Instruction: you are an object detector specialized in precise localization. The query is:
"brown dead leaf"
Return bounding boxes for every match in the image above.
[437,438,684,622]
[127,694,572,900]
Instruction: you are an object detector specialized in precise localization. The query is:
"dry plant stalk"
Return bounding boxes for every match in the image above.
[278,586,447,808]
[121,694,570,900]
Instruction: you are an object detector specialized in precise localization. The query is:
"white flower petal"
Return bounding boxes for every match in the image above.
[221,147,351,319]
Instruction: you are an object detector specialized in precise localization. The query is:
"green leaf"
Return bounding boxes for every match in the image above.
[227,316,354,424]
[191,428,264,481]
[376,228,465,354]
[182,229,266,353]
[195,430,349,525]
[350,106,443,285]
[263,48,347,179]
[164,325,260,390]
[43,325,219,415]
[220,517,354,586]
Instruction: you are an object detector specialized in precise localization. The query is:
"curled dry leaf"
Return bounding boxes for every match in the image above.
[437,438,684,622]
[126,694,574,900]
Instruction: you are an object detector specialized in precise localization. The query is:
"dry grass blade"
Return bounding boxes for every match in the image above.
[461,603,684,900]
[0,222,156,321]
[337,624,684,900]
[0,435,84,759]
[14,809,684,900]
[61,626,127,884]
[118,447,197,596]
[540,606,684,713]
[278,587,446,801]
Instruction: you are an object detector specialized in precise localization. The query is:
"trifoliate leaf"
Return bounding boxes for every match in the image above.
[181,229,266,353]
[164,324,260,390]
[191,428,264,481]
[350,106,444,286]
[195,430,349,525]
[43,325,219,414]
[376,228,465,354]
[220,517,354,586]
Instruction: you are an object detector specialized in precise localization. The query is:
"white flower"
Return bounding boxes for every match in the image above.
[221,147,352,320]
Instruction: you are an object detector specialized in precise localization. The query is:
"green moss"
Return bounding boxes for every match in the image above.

———

### Goal
Rescale the lines above from the first one through the line containing "[127,694,572,900]", both ends included. Write these lines out again in full, multiplying every bounding box coordinate by 1.75 and rounding to whole numbers with halves rounded up, and leave all other text unchanged.

### Output
Instruction: you are an object detector specialized in precise localization. The query is:
"brown dead leaf"
Return bounding boxes for every match in the image above.
[765,767,1197,1089]
[222,1215,1001,1575]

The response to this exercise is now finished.